What this task involves -> Nothing but the lines from the one that contains "If you could spot the butterfly" through the end of the data should be reproduced, and each must match exactly.

[Natural-language object grounding data]
•••••
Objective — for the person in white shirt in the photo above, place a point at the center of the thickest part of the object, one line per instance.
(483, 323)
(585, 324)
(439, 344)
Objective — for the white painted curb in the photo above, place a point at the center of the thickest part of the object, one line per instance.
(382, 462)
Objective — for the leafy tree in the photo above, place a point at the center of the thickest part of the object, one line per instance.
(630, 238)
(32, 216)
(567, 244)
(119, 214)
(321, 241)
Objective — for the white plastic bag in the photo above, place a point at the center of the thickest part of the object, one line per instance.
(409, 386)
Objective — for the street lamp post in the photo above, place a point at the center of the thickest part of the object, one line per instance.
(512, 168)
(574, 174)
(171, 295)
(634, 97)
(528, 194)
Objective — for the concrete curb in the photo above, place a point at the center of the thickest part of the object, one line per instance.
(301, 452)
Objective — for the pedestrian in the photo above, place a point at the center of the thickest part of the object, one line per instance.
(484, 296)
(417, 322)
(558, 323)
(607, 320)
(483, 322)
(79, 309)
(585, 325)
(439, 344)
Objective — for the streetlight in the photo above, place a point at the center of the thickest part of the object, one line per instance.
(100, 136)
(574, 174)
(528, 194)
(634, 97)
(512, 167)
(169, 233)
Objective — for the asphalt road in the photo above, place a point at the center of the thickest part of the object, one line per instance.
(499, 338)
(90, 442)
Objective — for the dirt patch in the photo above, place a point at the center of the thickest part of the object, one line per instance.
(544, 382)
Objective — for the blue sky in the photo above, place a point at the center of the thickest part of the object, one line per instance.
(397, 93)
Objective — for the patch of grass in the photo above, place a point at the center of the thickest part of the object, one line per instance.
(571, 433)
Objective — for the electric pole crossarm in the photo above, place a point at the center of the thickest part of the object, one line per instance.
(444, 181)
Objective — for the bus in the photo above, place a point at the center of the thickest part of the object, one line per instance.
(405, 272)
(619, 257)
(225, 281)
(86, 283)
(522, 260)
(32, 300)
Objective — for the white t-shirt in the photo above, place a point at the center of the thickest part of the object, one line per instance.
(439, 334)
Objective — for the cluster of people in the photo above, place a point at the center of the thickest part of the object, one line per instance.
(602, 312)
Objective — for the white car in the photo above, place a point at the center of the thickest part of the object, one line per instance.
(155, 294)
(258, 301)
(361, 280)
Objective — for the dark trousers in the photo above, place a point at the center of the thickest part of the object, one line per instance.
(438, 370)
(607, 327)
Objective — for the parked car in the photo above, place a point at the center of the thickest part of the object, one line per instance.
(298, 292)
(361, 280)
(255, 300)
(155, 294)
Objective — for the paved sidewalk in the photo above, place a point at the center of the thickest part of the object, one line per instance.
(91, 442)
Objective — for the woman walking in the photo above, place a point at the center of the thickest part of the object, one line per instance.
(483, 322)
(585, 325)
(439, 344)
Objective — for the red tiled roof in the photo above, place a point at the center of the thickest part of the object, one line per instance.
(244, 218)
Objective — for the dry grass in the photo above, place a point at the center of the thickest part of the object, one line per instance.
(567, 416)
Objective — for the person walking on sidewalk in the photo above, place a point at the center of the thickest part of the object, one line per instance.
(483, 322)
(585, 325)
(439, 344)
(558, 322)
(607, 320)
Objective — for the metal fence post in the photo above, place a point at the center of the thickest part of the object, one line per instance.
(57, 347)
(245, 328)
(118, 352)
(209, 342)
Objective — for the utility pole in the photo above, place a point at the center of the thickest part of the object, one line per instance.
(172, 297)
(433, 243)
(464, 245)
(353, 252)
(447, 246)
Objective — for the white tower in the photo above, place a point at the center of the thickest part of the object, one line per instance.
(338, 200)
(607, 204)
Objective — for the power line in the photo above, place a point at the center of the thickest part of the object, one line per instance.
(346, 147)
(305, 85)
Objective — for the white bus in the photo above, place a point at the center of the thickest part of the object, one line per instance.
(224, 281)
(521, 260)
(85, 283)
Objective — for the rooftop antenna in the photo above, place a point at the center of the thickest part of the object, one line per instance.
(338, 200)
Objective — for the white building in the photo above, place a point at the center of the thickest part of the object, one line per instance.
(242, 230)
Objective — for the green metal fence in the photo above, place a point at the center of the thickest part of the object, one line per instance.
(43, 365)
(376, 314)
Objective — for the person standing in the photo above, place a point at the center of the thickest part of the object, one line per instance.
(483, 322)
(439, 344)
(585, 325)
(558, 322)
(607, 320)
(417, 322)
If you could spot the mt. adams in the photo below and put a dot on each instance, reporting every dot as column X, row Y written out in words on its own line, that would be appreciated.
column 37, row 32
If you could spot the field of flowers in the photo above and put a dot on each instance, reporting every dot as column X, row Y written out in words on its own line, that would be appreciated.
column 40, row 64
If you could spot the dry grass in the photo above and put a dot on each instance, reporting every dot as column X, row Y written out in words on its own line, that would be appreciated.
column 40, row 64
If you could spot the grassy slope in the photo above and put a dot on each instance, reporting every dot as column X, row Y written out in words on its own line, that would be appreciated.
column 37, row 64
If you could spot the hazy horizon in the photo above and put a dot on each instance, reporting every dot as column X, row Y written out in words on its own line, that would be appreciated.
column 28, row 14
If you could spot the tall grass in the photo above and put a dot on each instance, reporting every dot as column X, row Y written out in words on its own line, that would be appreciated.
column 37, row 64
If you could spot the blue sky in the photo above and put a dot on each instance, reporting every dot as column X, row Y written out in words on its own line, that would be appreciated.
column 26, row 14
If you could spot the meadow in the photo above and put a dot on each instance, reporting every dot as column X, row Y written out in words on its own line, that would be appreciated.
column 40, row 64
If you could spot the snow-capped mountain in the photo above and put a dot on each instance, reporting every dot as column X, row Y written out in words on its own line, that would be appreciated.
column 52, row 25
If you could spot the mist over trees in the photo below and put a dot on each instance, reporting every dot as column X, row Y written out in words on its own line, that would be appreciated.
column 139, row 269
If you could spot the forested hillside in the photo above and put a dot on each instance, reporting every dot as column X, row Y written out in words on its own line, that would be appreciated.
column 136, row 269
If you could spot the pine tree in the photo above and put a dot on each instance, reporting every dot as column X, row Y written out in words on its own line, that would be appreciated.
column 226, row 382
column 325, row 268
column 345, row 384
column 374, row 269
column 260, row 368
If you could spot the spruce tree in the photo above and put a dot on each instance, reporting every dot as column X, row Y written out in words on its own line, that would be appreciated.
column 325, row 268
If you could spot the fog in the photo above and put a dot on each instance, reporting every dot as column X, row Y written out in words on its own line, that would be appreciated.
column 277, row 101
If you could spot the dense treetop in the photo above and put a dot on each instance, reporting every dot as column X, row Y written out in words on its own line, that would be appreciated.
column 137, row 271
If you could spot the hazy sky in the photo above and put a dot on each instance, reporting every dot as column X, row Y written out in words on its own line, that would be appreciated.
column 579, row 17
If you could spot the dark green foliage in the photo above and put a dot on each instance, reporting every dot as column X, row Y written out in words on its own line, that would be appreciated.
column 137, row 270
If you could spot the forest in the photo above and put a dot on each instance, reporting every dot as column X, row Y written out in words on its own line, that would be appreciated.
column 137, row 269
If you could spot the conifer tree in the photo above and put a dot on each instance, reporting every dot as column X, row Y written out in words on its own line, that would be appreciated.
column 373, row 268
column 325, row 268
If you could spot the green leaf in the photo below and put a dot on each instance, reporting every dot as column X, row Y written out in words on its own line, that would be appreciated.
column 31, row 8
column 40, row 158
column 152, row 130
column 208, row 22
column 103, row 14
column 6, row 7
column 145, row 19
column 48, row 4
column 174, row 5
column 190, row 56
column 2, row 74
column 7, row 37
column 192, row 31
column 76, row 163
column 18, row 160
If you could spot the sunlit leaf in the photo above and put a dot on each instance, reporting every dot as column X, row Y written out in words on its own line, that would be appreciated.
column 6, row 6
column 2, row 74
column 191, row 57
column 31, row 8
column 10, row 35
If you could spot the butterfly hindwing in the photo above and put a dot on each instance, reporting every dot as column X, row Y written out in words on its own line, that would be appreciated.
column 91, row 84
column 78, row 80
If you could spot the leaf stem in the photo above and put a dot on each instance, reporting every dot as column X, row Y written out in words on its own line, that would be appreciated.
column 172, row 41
•••••
Exercise solution ->
If you could spot the butterfly hindwing in the photo above and put a dot on each instance, reporting every dot as column X, row Y written out in words on its own line, that would be appreciated.
column 91, row 84
column 78, row 80
If you could spot the leaf stem in the photo above and put a dot on each instance, reporting every dot as column X, row Y written out in words on its own line, that would be appreciated.
column 172, row 41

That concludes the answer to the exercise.